══ ИСХОДНЫЙ ТЕКСТ ══

Жизнь и приключения Андрея Болотова. Описанные самим им для своих потомков
Шрифт:
Совсем тем не дожидайтесь того, чтоб я вам сообщил в подробности все, при тои бывшие обстоятельства, но я наперед вам признаюсь, что мне самому все подробности оной не известны, несмотря на то, хотя я действительно сам при тои был и все своими глазами видел, да и можно ли такому маленькому человеку, каков я был тогда, знать все подробности, происходившие в армии в такое время, когда все находилось в превеликом замешательстве и когда мне, бывшему тогда но случаю ротным командиром, от места и от роты своей ни на шаг отлучиться было никуда не можно. Итак, не иное что остается, как сообщить вам то, что мне можно было самому видеть и что дошло до моего сведения. Армию в походе не инако, как с великим и многонародным городом сравнить можно, и котором человеку, находящемуся в одном углу конечно всего того в подробности знать не можно, что на другом краю делается и происходит, и я не надеюсь, чтоб кто-нибудь, не исключая и самих предводителей, мог все подробности при баталии в самой точности знать. Общее смятение и замешательство, шум, — вопли, пыль, густота дыма, а паче всего повсеместная опасность и тысяча других обстоятельств тому препятствовать могут.

═══
══ ПЕРЕЧЕНЬ СТРОК ══

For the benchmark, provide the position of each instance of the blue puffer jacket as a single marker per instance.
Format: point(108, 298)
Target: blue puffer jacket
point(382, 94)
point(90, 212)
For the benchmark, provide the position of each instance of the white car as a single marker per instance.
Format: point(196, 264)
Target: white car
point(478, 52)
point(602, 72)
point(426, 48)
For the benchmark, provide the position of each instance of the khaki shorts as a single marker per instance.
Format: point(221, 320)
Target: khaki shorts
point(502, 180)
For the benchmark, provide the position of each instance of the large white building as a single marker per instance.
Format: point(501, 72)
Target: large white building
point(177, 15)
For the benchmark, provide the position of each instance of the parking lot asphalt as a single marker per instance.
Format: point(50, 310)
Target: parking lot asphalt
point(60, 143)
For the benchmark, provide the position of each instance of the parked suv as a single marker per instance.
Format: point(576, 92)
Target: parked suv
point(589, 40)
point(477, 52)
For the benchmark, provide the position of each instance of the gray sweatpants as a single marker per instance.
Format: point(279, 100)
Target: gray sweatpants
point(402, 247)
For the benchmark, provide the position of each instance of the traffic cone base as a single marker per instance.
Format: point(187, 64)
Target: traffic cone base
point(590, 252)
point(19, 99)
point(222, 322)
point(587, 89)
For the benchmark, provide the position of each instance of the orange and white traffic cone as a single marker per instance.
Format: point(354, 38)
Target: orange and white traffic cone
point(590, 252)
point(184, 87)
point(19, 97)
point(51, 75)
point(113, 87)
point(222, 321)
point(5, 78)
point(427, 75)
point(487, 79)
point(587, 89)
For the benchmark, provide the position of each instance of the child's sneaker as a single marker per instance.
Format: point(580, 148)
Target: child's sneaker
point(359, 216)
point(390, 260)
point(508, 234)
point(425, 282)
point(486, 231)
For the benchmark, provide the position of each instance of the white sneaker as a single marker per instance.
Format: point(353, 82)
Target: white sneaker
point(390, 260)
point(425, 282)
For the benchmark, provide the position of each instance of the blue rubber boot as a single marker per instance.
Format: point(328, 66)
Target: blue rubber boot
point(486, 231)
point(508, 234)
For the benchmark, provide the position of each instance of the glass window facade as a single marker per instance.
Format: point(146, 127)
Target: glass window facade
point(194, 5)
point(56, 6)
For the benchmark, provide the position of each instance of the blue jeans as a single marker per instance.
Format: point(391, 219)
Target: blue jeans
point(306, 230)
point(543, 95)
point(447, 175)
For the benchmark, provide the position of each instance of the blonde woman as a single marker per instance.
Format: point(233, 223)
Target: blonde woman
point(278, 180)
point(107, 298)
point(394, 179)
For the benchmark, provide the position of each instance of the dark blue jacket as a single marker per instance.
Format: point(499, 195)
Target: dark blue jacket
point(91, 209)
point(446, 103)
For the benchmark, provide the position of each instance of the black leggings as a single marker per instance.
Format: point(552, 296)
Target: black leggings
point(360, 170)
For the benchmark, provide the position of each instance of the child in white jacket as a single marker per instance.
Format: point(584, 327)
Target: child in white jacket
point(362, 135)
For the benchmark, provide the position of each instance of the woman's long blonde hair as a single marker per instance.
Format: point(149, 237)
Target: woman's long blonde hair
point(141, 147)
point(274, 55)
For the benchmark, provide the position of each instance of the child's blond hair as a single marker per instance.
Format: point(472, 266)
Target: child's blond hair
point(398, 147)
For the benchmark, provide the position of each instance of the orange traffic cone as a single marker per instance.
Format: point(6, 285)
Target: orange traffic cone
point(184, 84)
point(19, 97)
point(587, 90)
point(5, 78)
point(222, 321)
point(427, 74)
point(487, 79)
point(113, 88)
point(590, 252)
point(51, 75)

═══

(ВЫПОЛНИТЕ ЗАДАНИЯ):
**1)** Перечислите все помехи, которые в последнем предложении текста воспоминаний Андрея Болотова названы препятствием к точному знанию подробностей баталии. Слова «тысяча других обстоятельств» в перечень не включайте.
**2)** Продолжите текст воспоминаний Андрея Болотова, начав сразу после его последнего предложения.

(ОТВЕТЫ ПО ПОРЯДКУ):
**1)** Смятение, замешательство, шум, вопли, пыль, густота дыма, повсеместная опасность.

**2)**
Но прежде приступления к собственному повествованию о баталии и т. д."
Часть IV, записок Болотова в печатном издании в Отеч. Записках т. LXXII, стр. 286.
Первая тревога.
Теперь приблизился уже я к важнейшему пункту времени из всей тогдашней вашей кампании, или касаюсь до прямых военных действий против неприятеля; ибо все, доселе мной описанное, состояло большею частью только в единых стычках или маленьких и неважных сражениях, кои, как известно, не бывают никогда решительны, и обращаются только обоим армиям в беспокойство, отягощение и впустую трату людей; короче сказать, теперь по порядку пришлось мне рассказывает о нашей апраксинской баталии, о которой всякими довольно наслышался, но подлинных, бывших происшествий наверное не знает. Совсем тем, не ожидайте того, чтоб я сообщил вам в подробности все притом бывшие обстоятельства. Я наперед признаюсь, что мне самому в подробности они неизвестны, несмотря на то, что я действительно сам притом был и все своими глазами видел. Да и можно ли такому маленькому человеку, каким я тогда был, знать в подробности, происходившее в армии, в такое время, когда все находилось в превеликом замешательстве, и когда мне, бывшему тогда ротным командиром, от места и роты своей ни на шаг отлучиться было не можно. Итак, не иное что остается, как сообщить то, что мне можно было самому видеть и что дошло до моего сведения.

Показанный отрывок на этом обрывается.